■ TEXT PROVIDED ■
_ _ _ _

API error for model sentence-transformers/all-MiniLM-L6-v2

Hello,

Starting today my app has become unusable due to a consistent error being returned from the huggingface api.

The model I’m using is sentence-transformers/all-MiniLM-L6-v2.

The error I receive for every API call is this:

An error occurred while fetching the blob

My abbreviated backend code looks like this:

import { HfInference } from “@huggingface/inference”;

const {

  text,

  history,

  walletAddress,

  signature,

  message,

  token

} = req.body;

const getEmbedding = async (text) => {

  try {

    const hf = new HfInference(process.env.HF_API_TOKEN);

    return await hf.featureExtraction({

      model: "sentence-transformers/all-MiniLM-L6-v2",

      inputs: text

    });

  } catch (error) {

    throw new Error("Embedding failed: " + (error.message || "Unknown"));

  }

};

Please let me know what I need to do to resolve this error. This used to work perfectly fine until today without any changes made on my end.

1 Like

I’m now also seeing a 504 error with this same HF model api call in another module where I create embeddings to upsert content to my vector database, so now my upsert process has also come to a halt.

2 Likes

Due to this change ?

That change appears to be from May 14 and I only started using the model in July, and without problems until today, so that doesn’t seem to be the cause.

1 Like

Yeah, same here I started using this model on august with the correct inference api URL but the problem started today. I’m receiving a 504 gateway timeout from the api after a 2m response delay.

2 Likes

Hmm, it seems to be working by the Python client…?

from huggingface_hub import InferenceClient

HF_TOKEN = "hf_***my_read_token***"

client = InferenceClient(
    provider="hf-inference",
    api_key=HF_TOKEN,
)

result = client.sentence_similarity(
    "That is a happy person",
    other_sentences=[
        "That is a happy dog",
        "That is a very happy person",
        "Today is a sunny day"
    ],
    model="sentence-transformers/all-MiniLM-L6-v2",
)
print(result) # [0.6945773363113403, 0.9429150223731995, 0.25687623023986816]

Seems fixed by HF Staff.

It started working again briefly on my end but now all requests are back to failing again.

1 Like

Seems same here.

1 Like

_ _ _ _

■ MATERIAL ■
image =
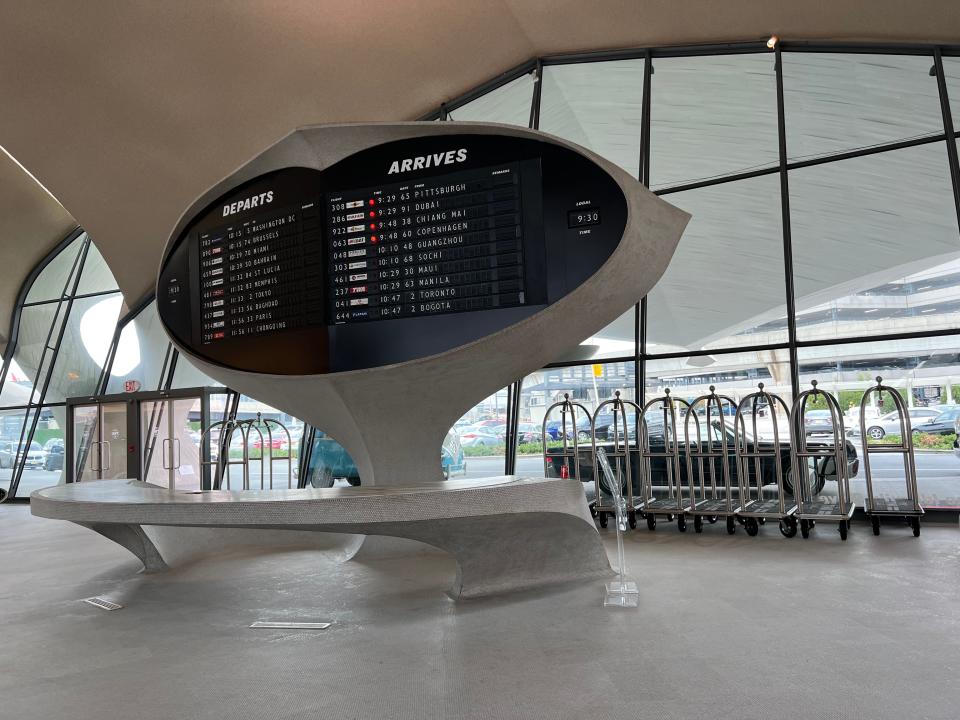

_ _ _ _

■ TASK OBJECTIVE ■
In the forum thread about the API error, what error does the original poster report from the embedding call in the module that upserts content to the vector database?

■ COMPLETED EXERCISE ■
A 504 error.